DATA LISTING:

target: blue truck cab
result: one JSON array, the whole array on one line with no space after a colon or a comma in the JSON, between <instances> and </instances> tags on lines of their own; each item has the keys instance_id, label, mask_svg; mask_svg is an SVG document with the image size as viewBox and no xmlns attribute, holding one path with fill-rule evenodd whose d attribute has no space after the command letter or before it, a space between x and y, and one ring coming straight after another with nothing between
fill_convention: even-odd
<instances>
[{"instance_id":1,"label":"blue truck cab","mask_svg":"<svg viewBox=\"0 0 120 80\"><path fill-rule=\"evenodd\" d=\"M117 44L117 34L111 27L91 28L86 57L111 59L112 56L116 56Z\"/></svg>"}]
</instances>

DIRECTIONS FOR THIS TASK: Please reproduce these records line for line, with no changes.

COMPLETED EXERCISE:
target: blue truck cab
result: one JSON array, the whole array on one line with no space after a colon or a comma in the JSON, between <instances> and </instances> tags on lines of their own; each item has the keys instance_id, label, mask_svg; mask_svg is an SVG document with the image size as viewBox and no xmlns attribute, holding one path with fill-rule evenodd whose d attribute has no space after the command letter or before it, a space between x and y, and one ring coming straight after another with nothing between
fill_convention: even-odd
<instances>
[{"instance_id":1,"label":"blue truck cab","mask_svg":"<svg viewBox=\"0 0 120 80\"><path fill-rule=\"evenodd\" d=\"M117 44L117 34L111 27L91 28L86 57L111 59L112 56L116 56Z\"/></svg>"}]
</instances>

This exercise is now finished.